**EXTRACT TO READ**:
◆ ◆ ◆

Hyatt Regency Hotel
Salt Lake City, Utah
- Hospitality
- Mountain West
- Art Curation
- Portman Architects
The art collection spans the hotel’s suites, conference rooms, pre-function spaces, and rooftop event space.
The art collection features 6 commissions and 7 originals, made primarily by local and regional artists.
Mike Lustig spent more than a month carefully arranging, gluing, and cleaning the 10,000 mirrored tiles featured in his hexagonal lobby installation, ensuring each was perfectly positioned within the correct panel to create a mesmerizing sparkle.
Rachel Denny’s lobby installation features several forest creatures, including a life-sized stag placed above The Hyatt Regency sign and enticing guests into the hotel’s popular Salt Palace Convention Center.
The Story
The art collection at The Hyatt Regency Salt Lake City reflects the city’s new urbanism, serving as the perfect destination for city center exploration or an outdoor adventure among the stunning Wasatch Mountains. With several original artworks made by local creatives, the collection is substantial in both scale and quantity, spanning the hotel’s suites, conference rooms, pre-function spaces, and rooftop event space.
Highlights include Mike Lustig’s captivating installation of 38 hexagonal panels featuring over 10,000 glass tiles, which create a sparkling, reflective light throughout the hotel lobby. Arranged in unique patterns, the hexagons act as interactive mirrors, providing a functional yet fresh attraction for guests.
Nearby, Rachel Denny’s flock of forest animals adorn the walls, beckoning visitors into the Salt Palace Convention Center connected to the hotel. The commission features a life-sized stag made of upcycled fabric sweaters leaping over The Hyatt Regency sign, surrounded by foxes, rabbits, birds, and other creatures – a playful yet sophisticated nod to the nature-filled city. The installation complements a nearby wall vinyl by artist Danae Falliers. Featuring unique depictions of both city life and aspen trees, the imagery is made abstract through Falliers’ technique of distilling a compilation of photos into a single frame, “revealing a stillness that resides underneath or inside the moment.”

◆ ◆ ◆

**QUESTIONS ON THE MATERIAL**:
• 1. Copy out the passage of the Hyatt Regency art collection text that opens with the words containing "Highlights include Mike" and closes with "attraction for guests.".
• 2. Extend the description of the Hyatt Regency Salt Lake City art collection, picking up right after its final sentence.

**THE DATA**:
◆ ◆ ◆

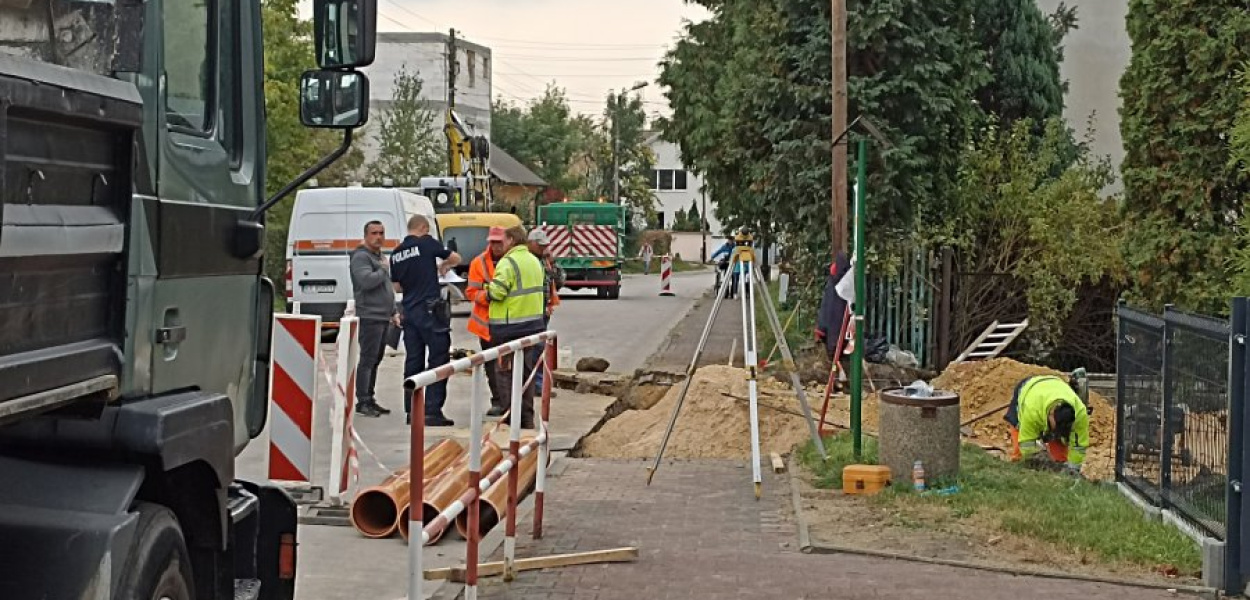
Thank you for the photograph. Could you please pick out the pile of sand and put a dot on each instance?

◆ ◆ ◆

**ANSWERS TO THE TASKS**:
• 1.
Highlights include Mike Lustig’s captivating installation of 38 hexagonal panels featuring over 10,000 glass tiles, which create a sparkling, reflective light throughout the hotel lobby. Arranged in unique patterns, the hexagons act as interactive mirrors, providing a functional yet fresh attraction for guests.

• 2.
Also on the first floor is David LeCheminant’s 3D wooden wall sculpture – symbolic of the Wasatch Mountains – which elevates the hotel’s private dining area. On the third floor, guests can enjoy large-scale commissions by local artists Nick Rees and Justin Wheatley, each showing unique depictions of downtown Salt Lake City. Other hotel highlights include Jeff Horton’s edgy, urban bridge painting, University of Utah Professor Lewis Crawford’s urban abstraction prints, Matthew Sketch’s 6-foot by 6-foot painting featuring 18kt gold leafing, and Laura Mason’s 25 abstract mountain artworks arranged outside the hotel’s fifth floor meeting rooms.
But the collection doesn’t end inside the hotel. On the sixth floor patio and pool deck area, a massive mural by Salt Lake City artist Joseph Toney employs vibrant colors to depict a modern mountain landscape, producing the perfect backdrop for wedding guests, conference attendees, and the many visitors who come to enjoy The Hyatt’s stunning rooftop.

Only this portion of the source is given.